┏━━
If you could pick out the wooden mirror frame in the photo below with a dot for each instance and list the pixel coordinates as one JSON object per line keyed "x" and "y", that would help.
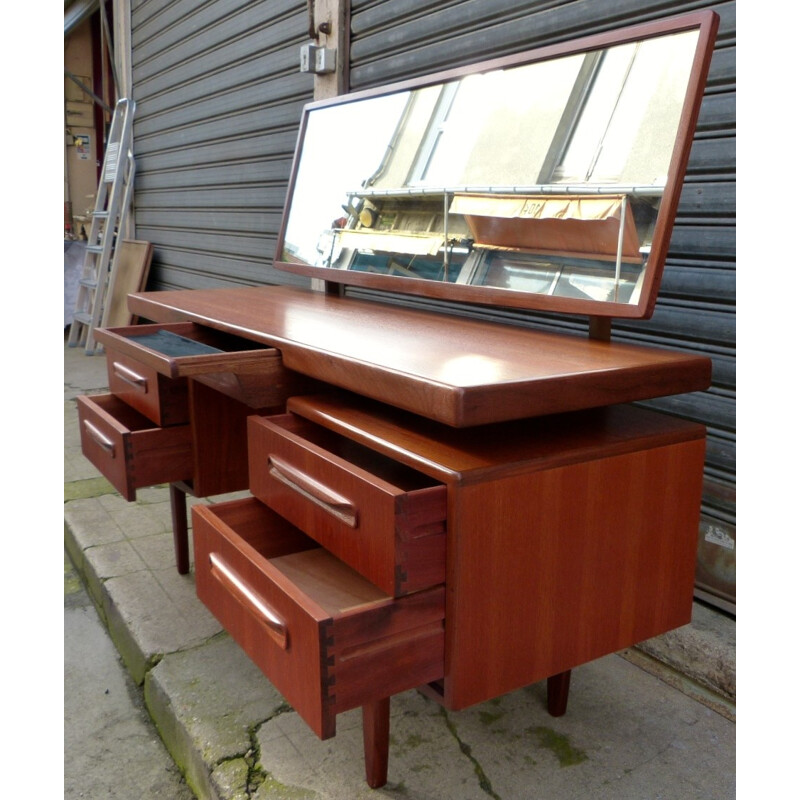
{"x": 704, "y": 22}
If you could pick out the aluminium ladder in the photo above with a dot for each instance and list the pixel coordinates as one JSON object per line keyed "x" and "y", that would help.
{"x": 114, "y": 194}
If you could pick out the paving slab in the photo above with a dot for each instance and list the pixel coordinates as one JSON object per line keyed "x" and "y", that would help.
{"x": 628, "y": 732}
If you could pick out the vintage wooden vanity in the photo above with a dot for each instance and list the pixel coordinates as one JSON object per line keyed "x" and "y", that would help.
{"x": 439, "y": 501}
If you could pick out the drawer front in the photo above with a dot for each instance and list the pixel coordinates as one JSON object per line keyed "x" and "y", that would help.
{"x": 384, "y": 520}
{"x": 327, "y": 639}
{"x": 162, "y": 400}
{"x": 128, "y": 449}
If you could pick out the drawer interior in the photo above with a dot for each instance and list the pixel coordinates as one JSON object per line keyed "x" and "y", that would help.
{"x": 185, "y": 349}
{"x": 124, "y": 415}
{"x": 317, "y": 574}
{"x": 387, "y": 469}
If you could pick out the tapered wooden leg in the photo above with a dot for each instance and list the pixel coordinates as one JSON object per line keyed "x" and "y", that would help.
{"x": 558, "y": 693}
{"x": 375, "y": 717}
{"x": 180, "y": 528}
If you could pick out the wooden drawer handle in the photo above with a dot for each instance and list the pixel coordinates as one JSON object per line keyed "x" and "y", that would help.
{"x": 99, "y": 437}
{"x": 331, "y": 502}
{"x": 133, "y": 379}
{"x": 234, "y": 584}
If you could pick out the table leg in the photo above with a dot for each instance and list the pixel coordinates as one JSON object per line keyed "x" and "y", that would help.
{"x": 558, "y": 693}
{"x": 180, "y": 528}
{"x": 375, "y": 718}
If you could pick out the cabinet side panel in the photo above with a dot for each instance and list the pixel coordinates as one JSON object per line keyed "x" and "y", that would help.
{"x": 555, "y": 568}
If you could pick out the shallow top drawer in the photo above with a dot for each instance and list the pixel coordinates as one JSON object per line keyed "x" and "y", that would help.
{"x": 385, "y": 520}
{"x": 152, "y": 356}
{"x": 184, "y": 349}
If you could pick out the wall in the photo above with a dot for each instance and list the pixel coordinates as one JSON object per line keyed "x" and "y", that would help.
{"x": 219, "y": 95}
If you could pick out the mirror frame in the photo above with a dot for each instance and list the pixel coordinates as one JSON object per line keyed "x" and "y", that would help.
{"x": 705, "y": 22}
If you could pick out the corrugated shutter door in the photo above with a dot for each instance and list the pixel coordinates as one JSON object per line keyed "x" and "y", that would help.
{"x": 219, "y": 96}
{"x": 696, "y": 311}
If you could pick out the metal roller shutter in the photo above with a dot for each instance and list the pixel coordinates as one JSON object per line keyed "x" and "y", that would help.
{"x": 219, "y": 96}
{"x": 696, "y": 308}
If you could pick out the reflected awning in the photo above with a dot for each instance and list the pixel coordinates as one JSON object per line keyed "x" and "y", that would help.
{"x": 571, "y": 224}
{"x": 587, "y": 208}
{"x": 415, "y": 244}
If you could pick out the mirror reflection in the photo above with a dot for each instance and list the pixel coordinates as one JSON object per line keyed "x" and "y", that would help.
{"x": 544, "y": 178}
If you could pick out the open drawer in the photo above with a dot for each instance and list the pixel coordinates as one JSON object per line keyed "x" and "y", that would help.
{"x": 128, "y": 449}
{"x": 324, "y": 636}
{"x": 382, "y": 518}
{"x": 148, "y": 367}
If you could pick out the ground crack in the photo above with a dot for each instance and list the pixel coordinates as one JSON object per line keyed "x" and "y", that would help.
{"x": 483, "y": 780}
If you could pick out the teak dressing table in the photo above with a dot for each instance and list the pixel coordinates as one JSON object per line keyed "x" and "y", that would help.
{"x": 437, "y": 501}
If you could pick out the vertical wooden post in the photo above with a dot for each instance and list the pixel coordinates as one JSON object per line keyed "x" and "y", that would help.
{"x": 558, "y": 693}
{"x": 375, "y": 721}
{"x": 180, "y": 528}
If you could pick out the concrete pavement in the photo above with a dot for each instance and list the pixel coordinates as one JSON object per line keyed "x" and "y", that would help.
{"x": 636, "y": 727}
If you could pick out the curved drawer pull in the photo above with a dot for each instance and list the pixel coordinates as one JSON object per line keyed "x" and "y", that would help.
{"x": 99, "y": 437}
{"x": 234, "y": 584}
{"x": 127, "y": 375}
{"x": 328, "y": 500}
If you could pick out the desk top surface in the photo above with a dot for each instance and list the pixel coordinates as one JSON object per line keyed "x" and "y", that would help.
{"x": 455, "y": 370}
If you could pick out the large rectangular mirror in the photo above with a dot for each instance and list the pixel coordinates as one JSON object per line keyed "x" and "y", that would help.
{"x": 547, "y": 180}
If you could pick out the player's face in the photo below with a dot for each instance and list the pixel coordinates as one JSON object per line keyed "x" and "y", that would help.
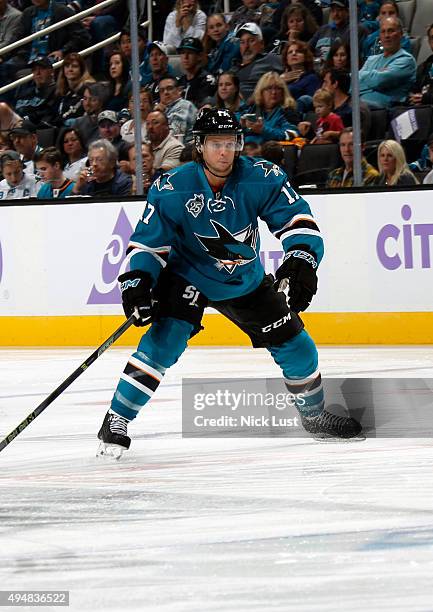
{"x": 13, "y": 173}
{"x": 216, "y": 28}
{"x": 346, "y": 149}
{"x": 219, "y": 153}
{"x": 387, "y": 161}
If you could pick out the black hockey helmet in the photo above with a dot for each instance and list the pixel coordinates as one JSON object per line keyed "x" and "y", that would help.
{"x": 216, "y": 121}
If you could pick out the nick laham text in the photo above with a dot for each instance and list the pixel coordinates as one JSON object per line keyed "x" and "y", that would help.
{"x": 245, "y": 421}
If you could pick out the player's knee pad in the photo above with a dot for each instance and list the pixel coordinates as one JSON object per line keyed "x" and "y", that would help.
{"x": 166, "y": 340}
{"x": 297, "y": 357}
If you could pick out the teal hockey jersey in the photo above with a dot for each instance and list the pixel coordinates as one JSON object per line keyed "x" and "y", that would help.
{"x": 212, "y": 239}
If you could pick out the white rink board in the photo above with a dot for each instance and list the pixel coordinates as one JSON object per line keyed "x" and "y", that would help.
{"x": 64, "y": 259}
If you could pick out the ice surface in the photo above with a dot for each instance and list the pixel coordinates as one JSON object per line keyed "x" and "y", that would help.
{"x": 209, "y": 525}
┗━━
Written instruction: Do not include the images; transcribe the rest of the listing exactly.

Response to this task:
If you could pick out the wooden mirror frame in the photo below with a dot for each instance and list the pixel coordinates as one JSON object per line keyed "x" and "y", that would help.
{"x": 704, "y": 22}
If you could pick out the aluminium ladder in the photo above with a dot for each instance and list the pixel coordinates as one JSON object per line keyed "x" and "y", that would help.
{"x": 114, "y": 194}
If you could pick out the paving slab in the photo above with a dot for each instance and list the pixel coordinates as one JSON object per line keyed "x" and "y", that would help.
{"x": 628, "y": 732}
If you could pick out the vintage wooden vanity in the photo above with a dot for each instance and list the pixel coordinates as one JSON object per line keyed "x" and "y", that would help.
{"x": 439, "y": 501}
If you could pick out the drawer front in the photo above with a dot for each instance and list the pixel coordinates as one JSON object per line keyed "x" and "y", that would help.
{"x": 384, "y": 520}
{"x": 327, "y": 639}
{"x": 162, "y": 400}
{"x": 128, "y": 449}
If you could pick out the drawer interior in the photo above with a dot for each instance and list the pixel coordinates as one JSON object per line keyed "x" and "y", that would help.
{"x": 185, "y": 349}
{"x": 124, "y": 415}
{"x": 317, "y": 574}
{"x": 387, "y": 469}
If you could pick out the tapered wooden leg in the photo above with a dot for each instance and list the pixel coordinates as one JSON object per line keyed "x" and "y", that would help.
{"x": 558, "y": 693}
{"x": 375, "y": 717}
{"x": 180, "y": 528}
If you could pick out the wooden drawer handle in the photo above with a dot for each instance and list the pixel coordinates as one JSON object per line keyed "x" and "y", that would help.
{"x": 99, "y": 437}
{"x": 331, "y": 502}
{"x": 133, "y": 379}
{"x": 234, "y": 584}
If you could pick out the table leg in the photo above with a dot for each instance and list the pixel coordinates as one JSON object per line keyed "x" and "y", that would help.
{"x": 558, "y": 693}
{"x": 180, "y": 528}
{"x": 375, "y": 718}
If you could pick out the cabinet side panel in the photo above with a dot for each instance and list the pixel coordinates as one JSON object per line keyed "x" and "y", that would help.
{"x": 555, "y": 568}
If you could pick out the shallow top drawer in the photo above with a dot for each instance and list the pixel coordinates as one JSON object per line keyed "x" and "y", that would help.
{"x": 385, "y": 520}
{"x": 152, "y": 356}
{"x": 184, "y": 349}
If you could pick out the wall in the photo above with a dot for each instance and list the pixel coordinates as one JSON object per line keyed "x" and "y", that would help.
{"x": 219, "y": 95}
If you could pick out the mirror frame in the photo above with a dot for each instance and list the pixel coordinates as one JSON object per line keyed "x" and "y", that would help.
{"x": 705, "y": 22}
If you could pick out the corrugated shutter door in the photo above with a dot for each instance and list the pixel coordinates as one JSON object per line keyed "x" and "y", that would help.
{"x": 219, "y": 96}
{"x": 696, "y": 311}
If you could pick out the metal roller shutter in the photo above with a dot for each instance and list the pixel coordinates as one JSON object per line keyed "x" and "y", that would help.
{"x": 219, "y": 96}
{"x": 696, "y": 308}
If you could pick out the reflected awning in the photo above with a dot for each instance and list the pixel coordinates as one JSON object per line keyed "x" and "y", that would help.
{"x": 571, "y": 224}
{"x": 587, "y": 208}
{"x": 415, "y": 244}
If you could pick out the mirror reflection in the photo above with a dot for each instance and list the pixel coordinates as one JSON object per line keyed "x" and "y", that would help.
{"x": 544, "y": 178}
If you could pick out the open drawer in the photo above with a dot for each instance and list the pixel coordinates as one JSON object per line keyed "x" and "y", that would help.
{"x": 128, "y": 449}
{"x": 324, "y": 636}
{"x": 382, "y": 518}
{"x": 148, "y": 367}
If you could pick out the ground crack in the photo above with a dot for each instance and list the pixel coordinates as one JSON object per line keyed "x" and "y", that would help.
{"x": 483, "y": 780}
If you could pick out the teak dressing table in the photo above with a dot for each instance and list the pixel coordinates as one JSON object per line keyed "x" and "y", that would help.
{"x": 437, "y": 501}
If you could pick out the vertical wooden post in the photo above with a dot for each instance and list the pixel coordinates as one JSON object per line keyed "x" and "y", that would help.
{"x": 558, "y": 693}
{"x": 375, "y": 721}
{"x": 180, "y": 528}
If you could pick out the concrete pavement in the photo above with a dot for each instance and list the pixel coordinates as one JSON object per line keyed "x" and "y", that would help.
{"x": 636, "y": 727}
If you could pick out the curved drawer pull in the photo above with a dot for each instance and list the pixel coordinates as one JSON object per line keyed "x" and "y", that would help.
{"x": 99, "y": 437}
{"x": 234, "y": 584}
{"x": 127, "y": 375}
{"x": 328, "y": 500}
If you could pick out the desk top surface in the photo above with a dot for each instance and list the pixel coordinates as one JSON object per line keyed "x" and "y", that would help.
{"x": 455, "y": 370}
If you could pick out the large rectangular mirror in the photo above with a dot for each instance and list the pixel coordinates as one JSON object per line keyed "x" and "y", that would help.
{"x": 547, "y": 180}
If you could pick out the player's face in the photo below with a dot for each instance and list the pixel coordinates as one JSON object per line keyed "x" and "y", that would help.
{"x": 13, "y": 173}
{"x": 216, "y": 28}
{"x": 346, "y": 149}
{"x": 219, "y": 153}
{"x": 387, "y": 161}
If you could pick out the black hockey helmet in the photo above with a dot for each instance and list the pixel coordinates as one JSON object per line keyed "x" and "y", that would help.
{"x": 216, "y": 121}
If you could pick out the nick laham text in the photo above with a dot for each instance and list the pixel coordinates as one JSON object per line keyed "x" and "y", that would help.
{"x": 245, "y": 421}
If you could pick out the player's knee pad in the photo above with a dot for each instance and list the pixel coordinates as one JSON object per line keyed "x" and "y", that would help.
{"x": 166, "y": 340}
{"x": 297, "y": 357}
If you could pick out the teal hockey jersey in the photo above with a dot for each instance and list the pixel coordinates as one JSON object per line keyed "x" and "y", that would help.
{"x": 212, "y": 239}
If you could pick out the white rink board in the photo above with a dot for each instance and list the pixel coordinates as one JSON object per line keyed "x" and "y", that would help.
{"x": 64, "y": 259}
If you could pick out the ice surface in the photo above with a dot for each instance and list the pixel coordinates as one JSON object per line keyed "x" and "y", that would help.
{"x": 209, "y": 525}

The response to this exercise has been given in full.